> Task data
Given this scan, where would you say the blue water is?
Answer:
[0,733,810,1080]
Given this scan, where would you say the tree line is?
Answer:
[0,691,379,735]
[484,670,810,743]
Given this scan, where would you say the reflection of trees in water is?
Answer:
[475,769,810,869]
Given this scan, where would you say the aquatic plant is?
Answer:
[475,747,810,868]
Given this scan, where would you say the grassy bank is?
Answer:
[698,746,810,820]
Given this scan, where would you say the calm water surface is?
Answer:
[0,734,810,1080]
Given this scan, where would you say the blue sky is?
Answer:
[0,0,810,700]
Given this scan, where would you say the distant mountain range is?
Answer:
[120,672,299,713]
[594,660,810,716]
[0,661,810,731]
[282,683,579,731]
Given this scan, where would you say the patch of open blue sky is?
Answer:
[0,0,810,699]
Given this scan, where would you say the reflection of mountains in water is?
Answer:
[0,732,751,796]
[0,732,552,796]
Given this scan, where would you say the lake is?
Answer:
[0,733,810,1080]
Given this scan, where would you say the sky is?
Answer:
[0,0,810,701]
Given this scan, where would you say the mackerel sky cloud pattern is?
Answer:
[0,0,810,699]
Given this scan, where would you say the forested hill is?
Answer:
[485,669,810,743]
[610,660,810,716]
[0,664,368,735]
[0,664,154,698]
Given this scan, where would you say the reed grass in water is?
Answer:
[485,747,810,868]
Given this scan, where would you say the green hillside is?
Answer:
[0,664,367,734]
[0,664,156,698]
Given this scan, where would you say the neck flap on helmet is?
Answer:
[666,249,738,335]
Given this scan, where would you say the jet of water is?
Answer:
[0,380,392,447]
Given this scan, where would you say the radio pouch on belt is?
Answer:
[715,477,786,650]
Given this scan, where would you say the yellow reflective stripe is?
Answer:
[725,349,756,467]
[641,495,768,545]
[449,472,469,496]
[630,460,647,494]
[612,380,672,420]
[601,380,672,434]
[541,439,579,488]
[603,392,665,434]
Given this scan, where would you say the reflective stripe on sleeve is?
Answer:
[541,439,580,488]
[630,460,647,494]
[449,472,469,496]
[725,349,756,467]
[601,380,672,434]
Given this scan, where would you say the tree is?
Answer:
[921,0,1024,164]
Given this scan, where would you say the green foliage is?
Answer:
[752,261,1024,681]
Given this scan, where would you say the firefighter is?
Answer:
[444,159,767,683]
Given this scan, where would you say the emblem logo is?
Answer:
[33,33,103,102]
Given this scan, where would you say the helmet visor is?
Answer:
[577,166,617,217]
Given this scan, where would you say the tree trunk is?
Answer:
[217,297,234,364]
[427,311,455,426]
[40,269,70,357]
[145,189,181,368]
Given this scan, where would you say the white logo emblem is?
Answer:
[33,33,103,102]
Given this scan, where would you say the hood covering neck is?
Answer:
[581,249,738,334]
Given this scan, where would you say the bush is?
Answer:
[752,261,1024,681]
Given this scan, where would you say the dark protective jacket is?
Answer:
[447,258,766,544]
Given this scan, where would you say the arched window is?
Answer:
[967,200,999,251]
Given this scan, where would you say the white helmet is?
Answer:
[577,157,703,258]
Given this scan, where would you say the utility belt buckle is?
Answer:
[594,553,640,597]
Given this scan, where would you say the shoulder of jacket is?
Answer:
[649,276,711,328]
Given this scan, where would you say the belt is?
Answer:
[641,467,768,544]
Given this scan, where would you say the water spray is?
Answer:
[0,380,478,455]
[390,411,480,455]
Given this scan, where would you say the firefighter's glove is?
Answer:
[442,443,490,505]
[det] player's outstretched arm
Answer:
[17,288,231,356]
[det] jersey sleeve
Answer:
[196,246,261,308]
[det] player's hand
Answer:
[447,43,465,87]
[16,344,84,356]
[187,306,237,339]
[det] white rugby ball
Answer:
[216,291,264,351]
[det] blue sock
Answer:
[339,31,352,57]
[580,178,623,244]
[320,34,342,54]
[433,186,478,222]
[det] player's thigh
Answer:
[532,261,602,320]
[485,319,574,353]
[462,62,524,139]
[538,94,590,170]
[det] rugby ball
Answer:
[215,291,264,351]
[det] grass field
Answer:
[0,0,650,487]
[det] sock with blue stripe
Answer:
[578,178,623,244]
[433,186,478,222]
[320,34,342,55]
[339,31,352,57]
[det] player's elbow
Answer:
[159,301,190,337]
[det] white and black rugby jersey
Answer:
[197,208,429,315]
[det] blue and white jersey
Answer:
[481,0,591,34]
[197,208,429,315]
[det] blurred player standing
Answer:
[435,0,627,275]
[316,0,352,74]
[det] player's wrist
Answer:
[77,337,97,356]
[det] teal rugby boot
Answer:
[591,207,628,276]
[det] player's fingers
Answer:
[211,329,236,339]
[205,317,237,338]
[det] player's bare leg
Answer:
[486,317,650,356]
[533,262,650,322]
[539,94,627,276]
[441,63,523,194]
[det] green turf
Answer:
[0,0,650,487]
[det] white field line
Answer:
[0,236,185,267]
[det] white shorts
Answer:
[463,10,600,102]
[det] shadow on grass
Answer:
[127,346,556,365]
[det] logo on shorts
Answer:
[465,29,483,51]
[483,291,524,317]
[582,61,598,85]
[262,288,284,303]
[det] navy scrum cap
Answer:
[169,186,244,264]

> Exercise details
Copy the listing above word for word, from its first line through the line that contains "[0,380,392,447]", and include both of those lines.

> Expected answer
Given this scan, where would you say the blue water is?
Answer:
[0,733,810,1080]
Given this scan, where would you say the tree line is?
Answer:
[0,691,379,735]
[484,670,810,743]
Given this scan, where would you say the reflection of trees in water is?
Answer:
[475,769,810,869]
Given this scan, where would you say the aquatic plant is?
Answer:
[475,747,810,868]
Given this scan, where would you say the grassy bank is?
Answer:
[698,746,810,820]
Given this scan, where would you say the calm water surface is?
Answer:
[0,734,810,1080]
Given this scan, where would you say the blue sky is?
Answer:
[0,0,810,700]
Given this scan, where would you say the distant mountain range is?
Answer:
[120,672,299,713]
[594,660,810,716]
[0,661,810,731]
[282,683,579,731]
Given this scan, where would you say the patch of open blue sky is?
Answer:
[0,0,810,699]
Given this scan, where would you say the reflection of mountains in water is?
Answer:
[0,732,751,796]
[0,732,552,796]
Given this scan, where would you say the lake is?
Answer:
[0,733,810,1080]
Given this scan, where would you say the sky is?
Answer:
[0,0,810,701]
Given this scan, where would you say the mackerel sky cloud pattern is?
Answer:
[0,0,810,699]
Given this scan, where would you say the forested hill is?
Answer:
[485,669,810,743]
[610,660,810,716]
[0,664,368,735]
[0,664,154,698]
Given this scan, where would you say the reed grass in water is?
Answer:
[485,747,810,868]
Given this scan, where would you say the green hillside is?
Answer:
[0,664,367,734]
[0,664,156,698]
Given this scan, where would you say the neck flap on helmet is?
Answer:
[666,249,738,335]
Given this scan, where would you say the jet of water is?
Answer:
[0,380,392,447]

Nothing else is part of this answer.